◆ **Activity**
How many lines in the listing contain the word "target"? Reply with the number alone.

◆ **Provided records**
*** Begin section ***
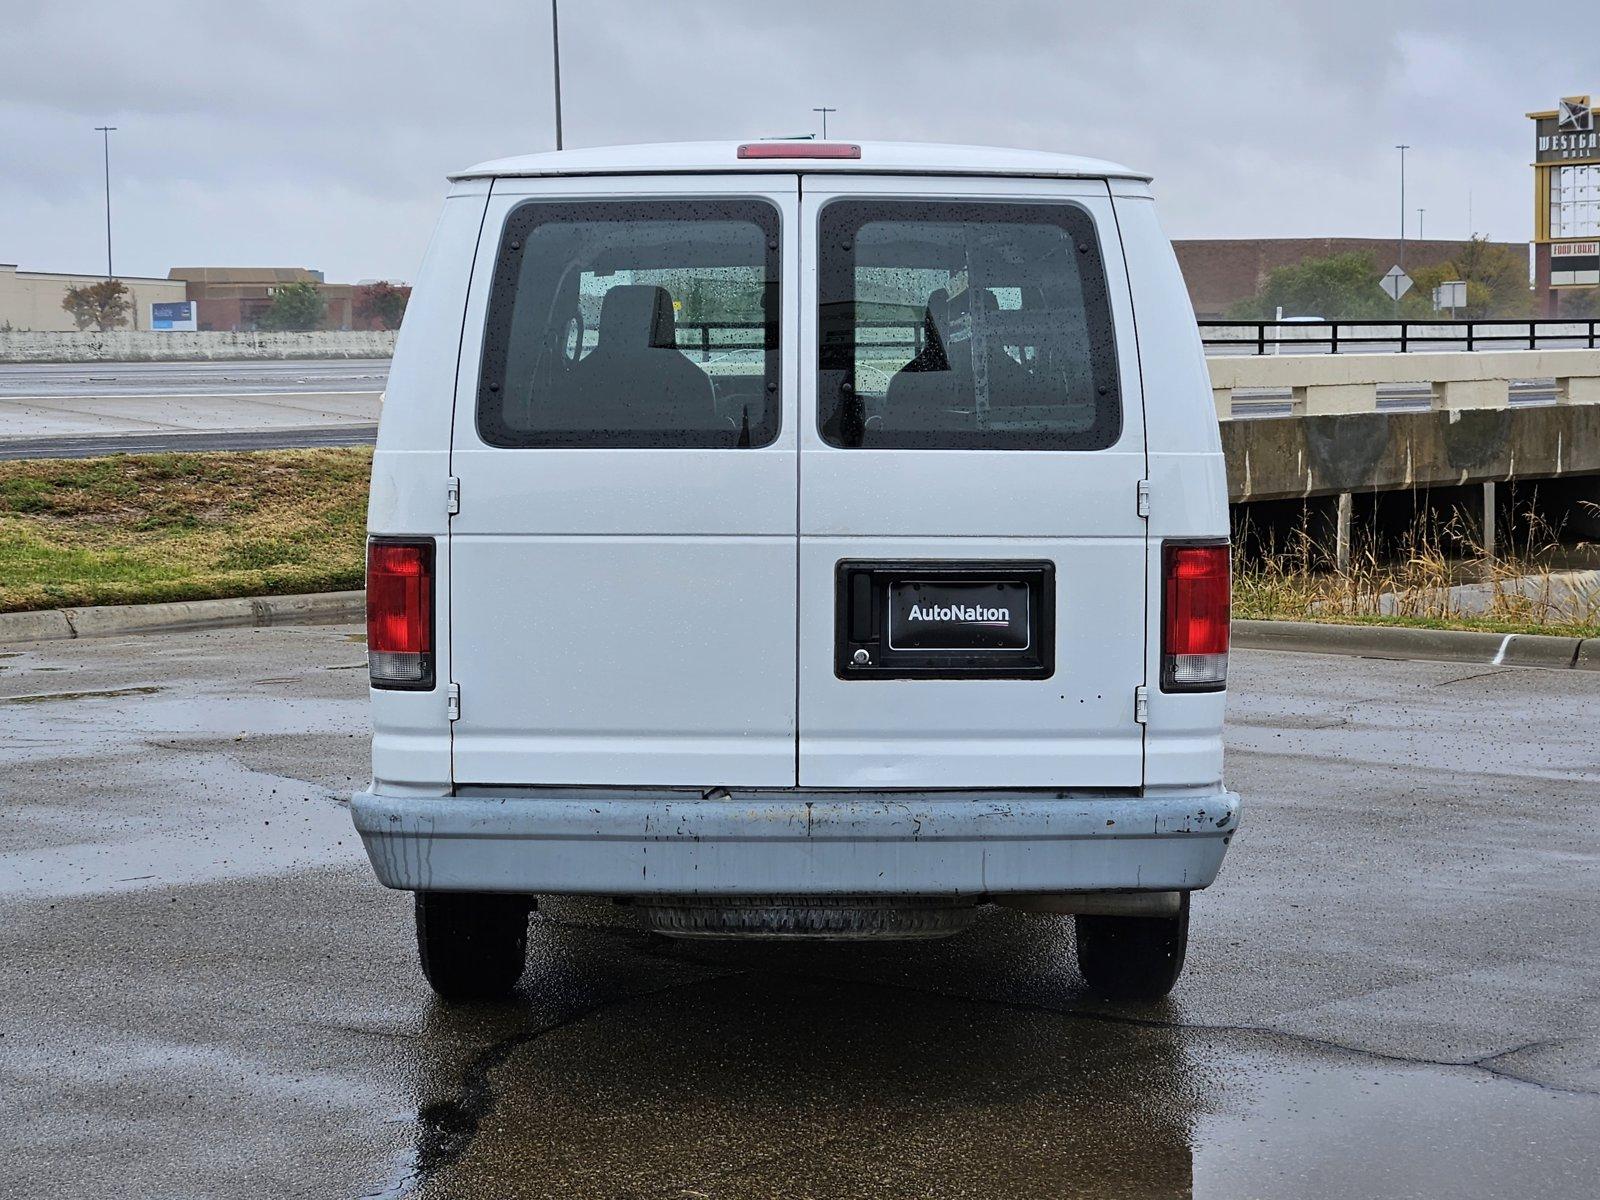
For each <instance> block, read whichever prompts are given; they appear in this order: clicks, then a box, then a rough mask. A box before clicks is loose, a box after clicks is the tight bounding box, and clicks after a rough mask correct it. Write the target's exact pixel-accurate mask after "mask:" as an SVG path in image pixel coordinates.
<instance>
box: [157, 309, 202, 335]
mask: <svg viewBox="0 0 1600 1200" xmlns="http://www.w3.org/2000/svg"><path fill="white" fill-rule="evenodd" d="M150 328H152V330H168V331H173V333H194V331H195V330H198V328H200V326H198V325H197V323H195V302H194V301H155V302H154V304H150Z"/></svg>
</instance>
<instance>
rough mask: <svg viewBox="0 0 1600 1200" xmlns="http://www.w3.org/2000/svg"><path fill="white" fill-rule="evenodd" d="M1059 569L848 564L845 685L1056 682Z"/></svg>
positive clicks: (844, 576) (979, 562) (841, 575)
mask: <svg viewBox="0 0 1600 1200" xmlns="http://www.w3.org/2000/svg"><path fill="white" fill-rule="evenodd" d="M1054 605H1056V597H1054V563H1051V562H1045V560H1006V562H928V560H896V562H867V560H842V562H840V563H838V568H837V613H835V618H837V621H835V640H834V670H835V675H838V678H845V680H864V678H1050V677H1051V675H1053V674H1054V669H1056V661H1054V659H1056V629H1054Z"/></svg>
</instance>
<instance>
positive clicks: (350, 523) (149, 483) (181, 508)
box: [0, 448, 371, 613]
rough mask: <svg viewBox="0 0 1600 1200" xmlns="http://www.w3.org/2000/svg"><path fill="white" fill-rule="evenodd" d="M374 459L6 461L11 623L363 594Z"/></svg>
mask: <svg viewBox="0 0 1600 1200" xmlns="http://www.w3.org/2000/svg"><path fill="white" fill-rule="evenodd" d="M370 474H371V451H370V450H366V448H338V450H264V451H248V453H224V451H214V453H192V454H115V456H110V458H91V459H27V461H11V462H0V611H5V613H14V611H24V610H30V608H66V606H80V605H134V603H152V602H160V600H210V598H219V597H232V595H285V594H293V592H333V590H342V589H349V587H360V586H362V576H363V570H365V562H363V542H365V528H366V482H368V475H370Z"/></svg>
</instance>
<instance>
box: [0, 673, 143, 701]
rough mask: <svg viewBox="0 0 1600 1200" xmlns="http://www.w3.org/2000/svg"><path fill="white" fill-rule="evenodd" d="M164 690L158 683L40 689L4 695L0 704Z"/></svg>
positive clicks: (107, 697) (137, 694) (88, 698)
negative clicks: (137, 684)
mask: <svg viewBox="0 0 1600 1200" xmlns="http://www.w3.org/2000/svg"><path fill="white" fill-rule="evenodd" d="M37 670H54V667H37ZM158 691H166V688H165V686H160V685H154V683H150V685H144V686H138V688H99V690H96V691H40V693H34V694H30V696H5V698H0V704H58V702H69V701H80V699H117V698H120V696H154V694H155V693H158Z"/></svg>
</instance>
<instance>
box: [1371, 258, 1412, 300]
mask: <svg viewBox="0 0 1600 1200" xmlns="http://www.w3.org/2000/svg"><path fill="white" fill-rule="evenodd" d="M1378 286H1379V288H1382V290H1384V294H1386V296H1387V298H1389V299H1392V301H1394V302H1395V304H1398V302H1400V298H1402V296H1405V294H1406V293H1408V291H1411V277H1410V275H1406V274H1405V272H1403V270H1402V269H1400V267H1397V266H1395V267H1389V274H1387V275H1384V277H1382V278H1381V280H1378Z"/></svg>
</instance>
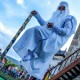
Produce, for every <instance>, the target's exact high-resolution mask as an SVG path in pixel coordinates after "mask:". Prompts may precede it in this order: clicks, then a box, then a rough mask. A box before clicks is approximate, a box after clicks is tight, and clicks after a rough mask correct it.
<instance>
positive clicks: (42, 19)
mask: <svg viewBox="0 0 80 80" xmlns="http://www.w3.org/2000/svg"><path fill="white" fill-rule="evenodd" d="M31 13H32V14H33V15H34V17H35V18H36V19H37V20H38V22H39V24H40V25H41V26H43V25H44V24H45V21H44V20H43V19H42V17H41V16H40V14H39V13H38V12H37V11H32V12H31Z"/></svg>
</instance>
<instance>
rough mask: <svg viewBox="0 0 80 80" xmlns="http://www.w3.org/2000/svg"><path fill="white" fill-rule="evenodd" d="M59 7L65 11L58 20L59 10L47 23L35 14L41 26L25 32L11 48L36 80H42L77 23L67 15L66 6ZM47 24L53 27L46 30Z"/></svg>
mask: <svg viewBox="0 0 80 80" xmlns="http://www.w3.org/2000/svg"><path fill="white" fill-rule="evenodd" d="M61 5H63V6H65V7H66V10H65V14H62V15H61V16H60V17H59V18H58V16H59V15H58V14H60V13H61V12H60V11H59V10H57V13H56V12H54V14H53V15H52V18H51V19H50V20H49V21H44V20H43V19H42V18H41V16H40V15H39V13H37V14H36V15H35V17H36V19H37V20H38V22H39V23H40V25H41V26H36V27H33V28H30V29H28V30H26V32H25V33H24V34H23V35H22V37H21V38H20V39H19V40H18V42H17V43H16V44H15V45H14V47H13V48H14V50H15V51H16V53H17V54H18V55H19V56H20V57H21V58H22V61H21V64H22V66H23V67H24V68H25V70H26V71H27V72H28V73H29V74H30V75H32V76H34V77H36V78H38V79H43V77H44V74H45V73H46V71H47V69H48V68H49V64H50V61H51V60H52V58H53V56H54V55H55V53H57V52H58V51H59V49H60V48H61V47H62V46H63V45H64V44H65V43H66V41H67V40H68V39H69V37H70V36H71V35H72V34H73V33H74V32H75V29H76V24H77V22H76V19H75V18H74V17H73V16H71V15H69V10H68V4H67V3H66V2H61V3H60V5H59V6H61ZM56 15H57V16H56ZM63 16H64V17H63ZM48 22H52V23H53V24H54V27H53V28H47V23H48ZM27 56H28V57H27Z"/></svg>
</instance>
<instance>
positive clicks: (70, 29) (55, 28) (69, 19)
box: [54, 19, 76, 36]
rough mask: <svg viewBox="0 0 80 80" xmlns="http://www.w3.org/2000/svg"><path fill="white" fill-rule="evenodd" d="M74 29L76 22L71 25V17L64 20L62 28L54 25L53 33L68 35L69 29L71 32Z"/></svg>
mask: <svg viewBox="0 0 80 80" xmlns="http://www.w3.org/2000/svg"><path fill="white" fill-rule="evenodd" d="M73 28H74V29H73ZM75 29H76V24H75V25H73V22H72V20H71V19H68V20H66V22H65V24H64V26H63V27H62V28H61V27H54V31H55V33H57V34H59V35H61V36H66V35H68V34H69V33H70V31H71V30H72V33H74V31H75Z"/></svg>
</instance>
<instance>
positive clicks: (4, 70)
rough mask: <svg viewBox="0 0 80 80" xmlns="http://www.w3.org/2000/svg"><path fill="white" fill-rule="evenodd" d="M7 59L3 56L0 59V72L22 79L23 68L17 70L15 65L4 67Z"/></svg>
mask: <svg viewBox="0 0 80 80" xmlns="http://www.w3.org/2000/svg"><path fill="white" fill-rule="evenodd" d="M0 57H1V49H0ZM6 61H7V59H6V58H3V60H2V61H1V64H2V65H1V66H0V70H1V71H2V72H4V73H5V74H7V75H9V76H11V77H14V78H20V79H21V80H24V78H26V77H27V76H26V72H25V71H24V70H19V69H18V68H17V67H13V66H9V67H5V63H6Z"/></svg>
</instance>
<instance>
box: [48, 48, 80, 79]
mask: <svg viewBox="0 0 80 80" xmlns="http://www.w3.org/2000/svg"><path fill="white" fill-rule="evenodd" d="M79 57H80V48H79V49H77V50H76V51H75V52H74V53H72V54H71V55H69V56H68V57H66V58H65V59H64V60H63V61H62V62H59V63H58V64H57V65H56V66H54V67H52V68H50V69H49V70H48V72H50V73H51V74H50V76H49V78H51V77H52V76H54V75H56V74H57V73H59V72H60V71H61V70H63V69H64V68H65V67H67V66H69V65H70V64H71V63H72V62H74V61H75V60H77V59H78V58H79Z"/></svg>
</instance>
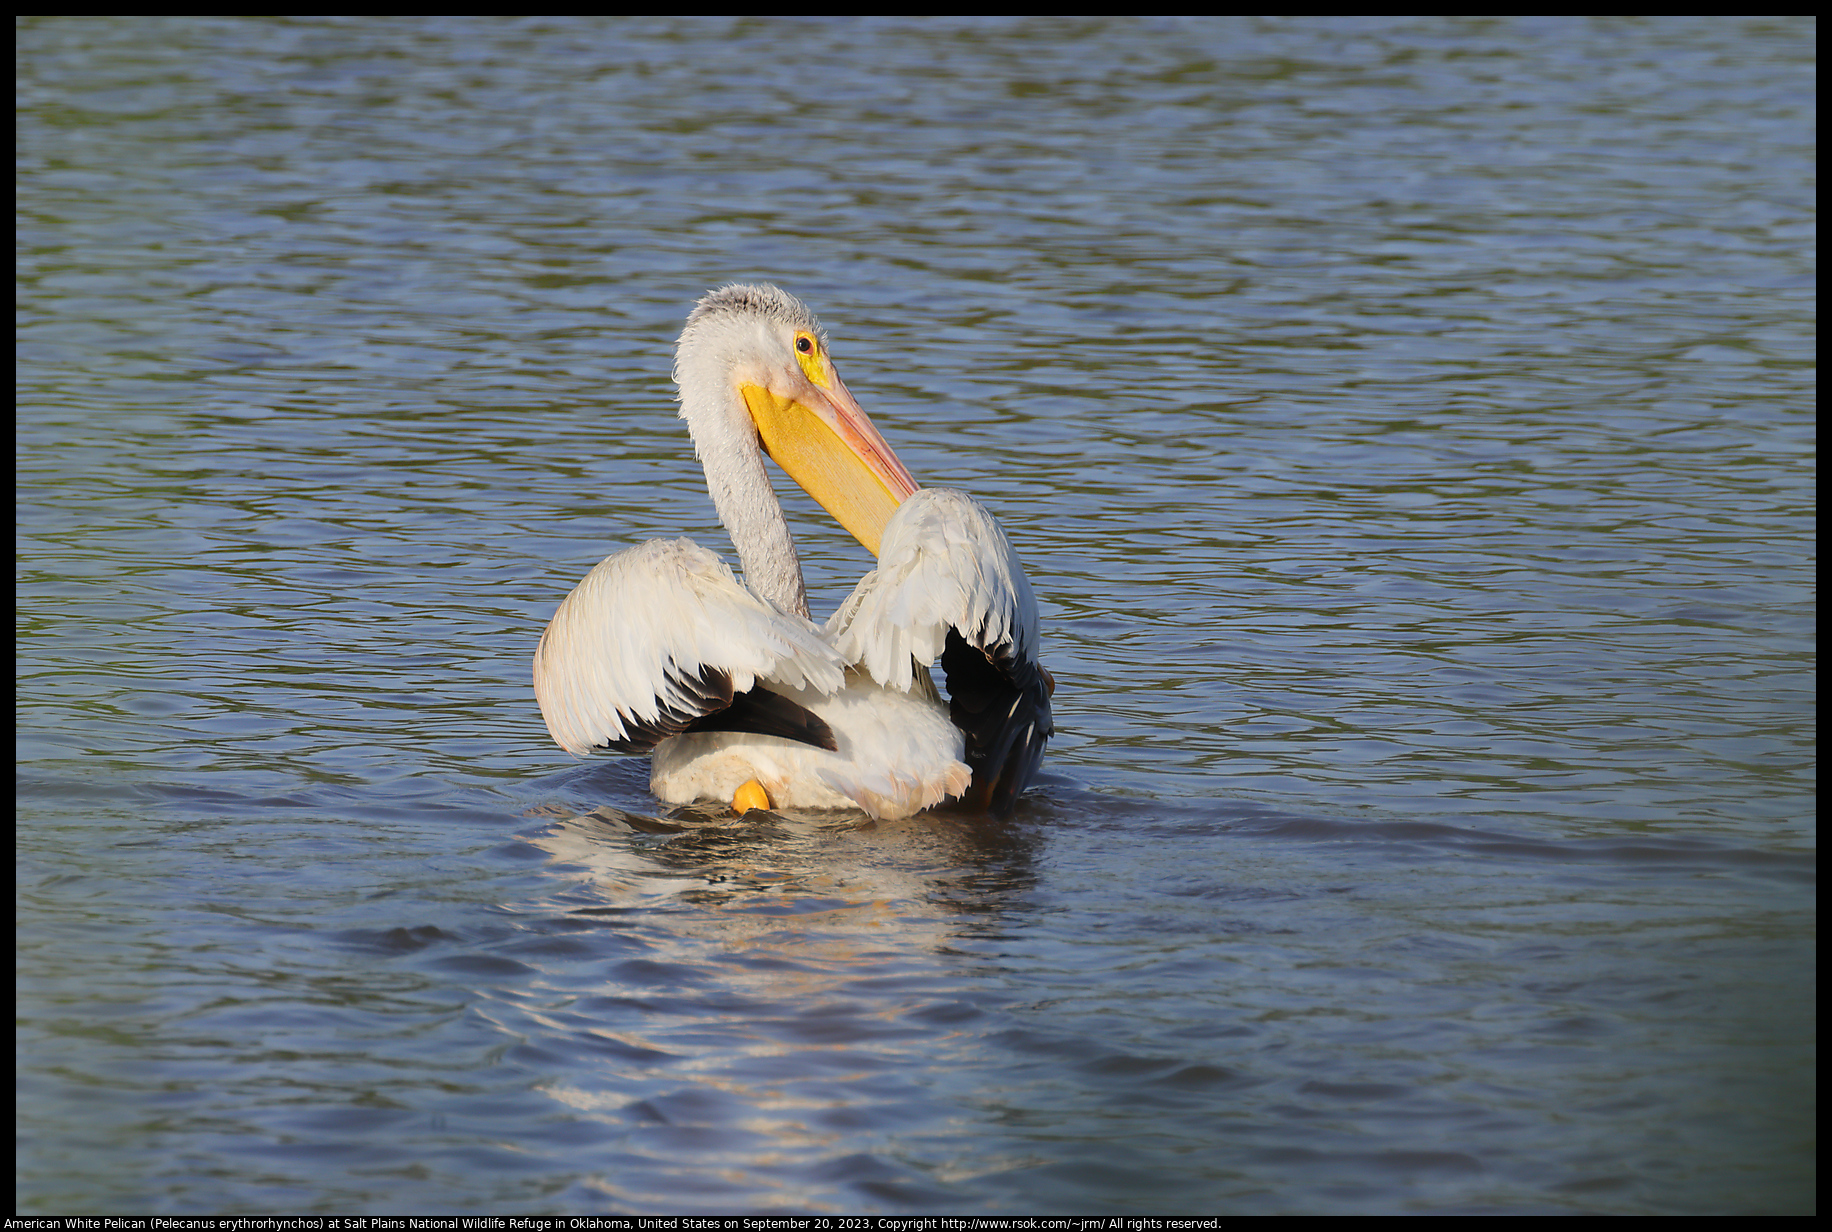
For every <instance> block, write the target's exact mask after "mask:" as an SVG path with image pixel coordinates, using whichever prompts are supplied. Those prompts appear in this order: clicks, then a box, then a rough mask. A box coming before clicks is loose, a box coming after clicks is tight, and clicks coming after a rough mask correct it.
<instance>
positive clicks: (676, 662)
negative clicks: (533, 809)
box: [535, 539, 845, 755]
mask: <svg viewBox="0 0 1832 1232" xmlns="http://www.w3.org/2000/svg"><path fill="white" fill-rule="evenodd" d="M709 667H711V669H718V671H725V673H729V675H731V687H733V691H735V693H744V691H746V689H749V687H751V686H753V684H757V682H758V680H769V682H775V684H780V686H786V687H791V689H799V687H813V689H819V691H823V693H832V691H835V689H839V686H841V682H843V678H845V671H843V664H841V658H839V653H837V651H834V647H832V645H828V644H826V642H824V640H823V636H821V633H819V631H817V629H815V627H813V623H812V622H810V620H806V618H804V616H793V614H788V612H779V611H777V609H775V607H771V605H769V603H766V601H762V600H760V598H757V596H755V594H751V592H749V590H746V589H744V587H740V585H738V579H736V578H733V574H731V567H729V565H725V563H724V561H722V559H718V557H716V556H713V554H711V552H707V550H705V548H702V546H700V545H696V543H694V541H692V539H650V541H649V543H643V545H638V546H634V548H628V550H627V552H619V554H617V556H612V557H606V559H605V561H603V563H601V565H599V567H597V568H594V570H592V572H590V574H586V576H584V581H581V583H579V585H577V587H573V592H572V594H568V596H566V601H564V603H561V607H559V611H557V612H553V620H551V622H550V623H548V631H546V633H544V634H540V645H539V647H537V649H535V698H537V700H539V702H540V713H542V717H546V720H548V731H551V733H553V741H555V742H557V744H559V746H561V748H564V750H566V752H570V753H579V755H583V753H586V752H590V750H592V748H594V746H597V744H605V742H608V741H621V739H627V737H628V735H630V730H632V720H641V722H654V720H656V719H658V717H661V713H663V711H665V709H672V711H689V713H691V709H692V697H691V695H689V693H687V691H683V689H682V680H683V678H692V676H698V675H700V673H702V669H709Z"/></svg>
*** End section ***
◆ **Task solution**
3